---
summary: Use OAuth token exchange to let SigID agents act for users or organizations with reduced scoped delegated access.
tags:
  - agents
  - delegation
  - token exchange
  - oauth
  - scopes
categories:
  - AI Agents
---

# Delegation & Token Exchange

<!-- agent:page
You are a coding agent implementing SigID delegation and OAuth token exchange for agents by following this reference.
First collect: grantor subject, grantee agent, tenant, exact token audience, requested scopes, expiry, optional spending caps, approval requirements, and whether this is a root delegation or sub-delegation.
Create tenant-scoped delegation records only when every requested scope is covered by the grantor and marked delegatable for the audience; keep audiences exact through the chain and make sub-delegation scopes, caps, and depth strictly narrower.
Exchange tokens with RFC 8693 using the user's subject_token and the agent's actor_token, then validate the issued token by signature, issuer, audience, tenant, expiry, reduced scope, subject, and act actor context.
Do not grant broad scopes for convenience, do not let callers provide delegation IDs in resource requests, and verify revocation cascades through descendant delegations, token-exchange sessions, and vault grants where configured.
┄┄┄┄┄┄┄┄┄┄
Copy the delegation and token exchange reference between "Do not grant" and "grants where configured.", inclusive, and change "descendant" to "child".

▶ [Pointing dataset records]
┄┄┄┄┄┄┄┄┄┄
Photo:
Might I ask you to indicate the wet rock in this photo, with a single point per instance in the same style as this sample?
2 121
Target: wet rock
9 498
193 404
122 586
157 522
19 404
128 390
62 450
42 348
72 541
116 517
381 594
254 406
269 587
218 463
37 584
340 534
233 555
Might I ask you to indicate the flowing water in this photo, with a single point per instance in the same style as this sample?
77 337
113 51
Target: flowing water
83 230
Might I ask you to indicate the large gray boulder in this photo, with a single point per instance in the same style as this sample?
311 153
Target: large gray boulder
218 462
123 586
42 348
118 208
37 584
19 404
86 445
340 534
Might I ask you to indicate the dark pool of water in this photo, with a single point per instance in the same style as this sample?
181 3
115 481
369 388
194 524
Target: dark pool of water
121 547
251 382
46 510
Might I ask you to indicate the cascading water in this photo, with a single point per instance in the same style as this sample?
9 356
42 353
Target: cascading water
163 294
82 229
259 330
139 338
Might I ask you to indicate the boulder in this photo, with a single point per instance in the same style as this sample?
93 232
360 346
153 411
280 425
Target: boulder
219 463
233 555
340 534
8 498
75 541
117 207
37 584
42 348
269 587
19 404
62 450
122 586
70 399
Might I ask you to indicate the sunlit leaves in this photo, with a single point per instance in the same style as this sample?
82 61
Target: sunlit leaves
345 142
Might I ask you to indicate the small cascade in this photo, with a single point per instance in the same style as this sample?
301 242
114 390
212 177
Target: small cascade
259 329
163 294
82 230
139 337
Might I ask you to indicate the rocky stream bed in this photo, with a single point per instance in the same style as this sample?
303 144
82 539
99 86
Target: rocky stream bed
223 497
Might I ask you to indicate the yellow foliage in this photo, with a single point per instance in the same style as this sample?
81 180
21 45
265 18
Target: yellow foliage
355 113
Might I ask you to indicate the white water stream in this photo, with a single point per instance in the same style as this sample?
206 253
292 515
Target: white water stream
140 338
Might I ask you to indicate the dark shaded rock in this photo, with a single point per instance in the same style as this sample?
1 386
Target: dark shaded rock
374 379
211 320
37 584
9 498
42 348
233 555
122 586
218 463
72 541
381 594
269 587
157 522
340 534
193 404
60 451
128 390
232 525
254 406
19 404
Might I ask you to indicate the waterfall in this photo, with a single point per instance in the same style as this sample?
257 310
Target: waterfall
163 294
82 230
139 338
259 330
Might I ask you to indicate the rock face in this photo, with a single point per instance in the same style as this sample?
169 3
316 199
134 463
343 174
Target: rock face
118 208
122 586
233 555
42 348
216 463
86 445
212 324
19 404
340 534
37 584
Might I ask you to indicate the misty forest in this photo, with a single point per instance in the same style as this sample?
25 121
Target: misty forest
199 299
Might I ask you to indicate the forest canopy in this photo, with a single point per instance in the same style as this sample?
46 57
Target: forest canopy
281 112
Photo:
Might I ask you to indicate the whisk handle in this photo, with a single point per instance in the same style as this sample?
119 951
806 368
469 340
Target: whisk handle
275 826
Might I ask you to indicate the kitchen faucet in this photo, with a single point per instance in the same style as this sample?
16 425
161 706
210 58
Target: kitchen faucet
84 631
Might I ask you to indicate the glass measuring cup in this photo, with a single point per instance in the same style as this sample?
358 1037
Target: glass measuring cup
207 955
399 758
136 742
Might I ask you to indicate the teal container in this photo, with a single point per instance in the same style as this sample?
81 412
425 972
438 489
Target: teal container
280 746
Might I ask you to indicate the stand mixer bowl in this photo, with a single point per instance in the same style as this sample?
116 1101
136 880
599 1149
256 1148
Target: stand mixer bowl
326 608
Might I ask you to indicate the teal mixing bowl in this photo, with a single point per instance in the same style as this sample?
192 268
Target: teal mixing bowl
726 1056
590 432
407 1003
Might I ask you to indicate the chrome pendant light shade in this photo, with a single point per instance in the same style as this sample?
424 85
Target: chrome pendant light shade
┄┄┄┄┄┄┄┄┄┄
▶ [ANSWER TO THE TASK]
Do not grant broad scopes for convenience, do not let callers provide delegation IDs in resource requests, and verify revocation cascades through child delegations, token-exchange sessions, and vault grants where configured.